Given instruction:
Copy out the lines word for word, from the line that contains "Teacher note: indicate the gymnast's" through the end of the lines.

Excerpts from location labeling data:
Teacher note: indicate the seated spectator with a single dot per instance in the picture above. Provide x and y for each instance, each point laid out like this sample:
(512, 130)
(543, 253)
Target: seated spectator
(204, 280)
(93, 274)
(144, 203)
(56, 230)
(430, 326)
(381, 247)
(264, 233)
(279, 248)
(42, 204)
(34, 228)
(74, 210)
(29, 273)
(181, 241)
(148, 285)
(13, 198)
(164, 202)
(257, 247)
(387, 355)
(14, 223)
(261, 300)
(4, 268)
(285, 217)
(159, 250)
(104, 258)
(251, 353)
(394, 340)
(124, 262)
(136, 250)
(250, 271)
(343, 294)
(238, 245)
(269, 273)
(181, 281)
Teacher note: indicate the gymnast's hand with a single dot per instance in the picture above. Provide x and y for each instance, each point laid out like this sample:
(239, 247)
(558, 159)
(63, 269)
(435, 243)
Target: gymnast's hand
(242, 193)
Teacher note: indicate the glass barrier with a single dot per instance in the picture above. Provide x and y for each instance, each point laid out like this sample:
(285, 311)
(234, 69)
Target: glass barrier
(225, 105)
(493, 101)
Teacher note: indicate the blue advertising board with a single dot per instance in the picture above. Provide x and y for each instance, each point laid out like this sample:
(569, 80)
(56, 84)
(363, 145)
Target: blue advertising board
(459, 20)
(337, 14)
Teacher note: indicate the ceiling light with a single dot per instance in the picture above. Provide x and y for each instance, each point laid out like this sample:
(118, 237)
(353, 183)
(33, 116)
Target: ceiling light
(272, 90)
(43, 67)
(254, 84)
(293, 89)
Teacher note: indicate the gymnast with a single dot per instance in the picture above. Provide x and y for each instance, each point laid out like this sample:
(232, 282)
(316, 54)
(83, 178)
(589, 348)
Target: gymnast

In response:
Teacher note: indicate the gymnast's hand with a single dot per instance in the picture above. Provide x and y for each instance, each point laid out like this sample:
(239, 247)
(558, 159)
(63, 269)
(435, 243)
Target: gymnast's hand
(242, 193)
Teacher note: indicate the glass barrier with a single dot per instance in the picture above. Provide x and y for each instance, each point laid out like this sample:
(285, 311)
(234, 69)
Target: glass barrier
(225, 105)
(493, 101)
Teacher note: indicate the blue advertising board with a single dot per instance in the picture above. Provide x and y for each instance, each point laid out like this sample:
(569, 80)
(56, 84)
(363, 145)
Target: blue advertising board
(459, 20)
(337, 14)
Teacher note: indicate the ceiling light with a single dot per instance in the picture above. Provide x and y for each instance, each point laid out like this sample:
(118, 237)
(353, 183)
(33, 116)
Target: ceiling light
(272, 90)
(43, 67)
(254, 84)
(293, 89)
Teacher note: indicate the gymnast with a single dot per instance in the picture above. Provide x and y for each instance, each point laid out like this sample:
(232, 282)
(316, 54)
(83, 178)
(589, 348)
Target: gymnast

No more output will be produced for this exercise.